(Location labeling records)
···
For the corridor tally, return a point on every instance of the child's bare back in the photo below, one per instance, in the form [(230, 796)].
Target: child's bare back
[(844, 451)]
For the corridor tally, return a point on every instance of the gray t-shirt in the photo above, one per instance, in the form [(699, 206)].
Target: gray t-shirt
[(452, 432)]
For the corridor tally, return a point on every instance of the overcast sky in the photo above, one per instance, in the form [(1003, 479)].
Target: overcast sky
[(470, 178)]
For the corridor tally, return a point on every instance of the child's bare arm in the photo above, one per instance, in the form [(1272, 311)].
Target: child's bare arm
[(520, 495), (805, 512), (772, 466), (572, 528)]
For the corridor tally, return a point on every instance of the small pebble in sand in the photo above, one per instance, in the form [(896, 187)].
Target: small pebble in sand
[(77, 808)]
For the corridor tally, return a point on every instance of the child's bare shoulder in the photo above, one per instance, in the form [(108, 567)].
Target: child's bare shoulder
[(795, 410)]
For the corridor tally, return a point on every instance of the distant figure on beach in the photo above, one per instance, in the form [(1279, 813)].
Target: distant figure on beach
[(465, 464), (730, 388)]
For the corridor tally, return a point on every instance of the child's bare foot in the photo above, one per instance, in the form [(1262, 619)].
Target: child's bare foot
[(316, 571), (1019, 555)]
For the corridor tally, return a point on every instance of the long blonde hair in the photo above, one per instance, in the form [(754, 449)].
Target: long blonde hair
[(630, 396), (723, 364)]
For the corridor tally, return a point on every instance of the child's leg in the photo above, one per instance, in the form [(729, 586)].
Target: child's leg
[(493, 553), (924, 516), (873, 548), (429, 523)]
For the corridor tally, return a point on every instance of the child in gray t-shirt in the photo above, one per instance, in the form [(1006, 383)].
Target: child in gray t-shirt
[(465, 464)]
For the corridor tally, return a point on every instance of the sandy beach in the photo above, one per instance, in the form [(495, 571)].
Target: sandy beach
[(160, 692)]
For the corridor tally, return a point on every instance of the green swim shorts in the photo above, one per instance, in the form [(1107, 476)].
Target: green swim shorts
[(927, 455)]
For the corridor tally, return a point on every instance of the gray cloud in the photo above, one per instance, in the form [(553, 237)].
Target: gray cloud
···
Goal: Using the data above, return each line exactly as written.

Task result:
For the corridor tally, return a point on every instance of the child's bare back in the photo below, one per instance, in the form [(230, 796)].
Target: child's bare back
[(844, 451)]
For the corridor tally, return a point on every instance of the gray t-shirt in the photo above, one per instance, in the form [(699, 206)].
Target: gray t-shirt
[(452, 432)]
For the corridor tally, return a point on every instance of the overcast sky in the photo above, one per instance, in the form [(1003, 479)].
Target: overcast sky
[(470, 178)]
For the corridor tally, return a point on every instance of the child's bare arm in the photo above, one per instance, in the form [(1272, 311)].
Target: child's bare arm
[(520, 495), (805, 512), (772, 466), (572, 528)]
For the corridor tally, return a point on every instance of the small pebble in sand in the photo above, one per instance, in the form [(896, 187)].
Target: small pebble in sand
[(77, 808)]
For the corridor tally, return a point on every instance of the child's bare shoulder in the photo above, one per instance, in the form [(108, 567)].
Target: child's bare shoulder
[(795, 410)]
For the corridor tally, return a point on every instance of the distant figure on beach in the photo above, one per instance, in the form [(1279, 813)].
Target: distant figure on beach
[(465, 464), (730, 388)]
For the corridor tally, return a point on every instance of the child's bare foot in the photo above, one per instance, in the form [(1262, 619)].
Target: child's bare foot
[(316, 571), (1019, 555)]
For the corridor tally, return a point on every instance of the long blonde hair in the photo above, one per instance, in the form [(754, 449)].
Target: long blonde hair
[(630, 396), (723, 364)]
For the corridor tally, return a point on every instance of the child's leg in the photo above, one per instance, in the form [(729, 586)].
Target: child's leg
[(493, 553), (924, 516), (873, 548), (429, 523)]
For the corridor tally, return a point on every instance of the child in gray t-shirt in the photo above, one per instance, in the form [(1006, 383)].
Target: child in gray t-shirt
[(465, 464)]
For the corridor tally, return a point on every instance of the sandy beach in the photo above, one per instance, in the form [(495, 571)].
Target: sandy beach
[(160, 692)]
For the corridor tally, return a point on every instance of the green swim shorts in the photo above, one per instance, in the form [(1107, 476)].
Target: green swim shorts
[(927, 455)]
For the corridor tally, return a point on every instance of the gray cloud in the photo above, one per instance, in the form [(553, 237)].
Target: gray cloud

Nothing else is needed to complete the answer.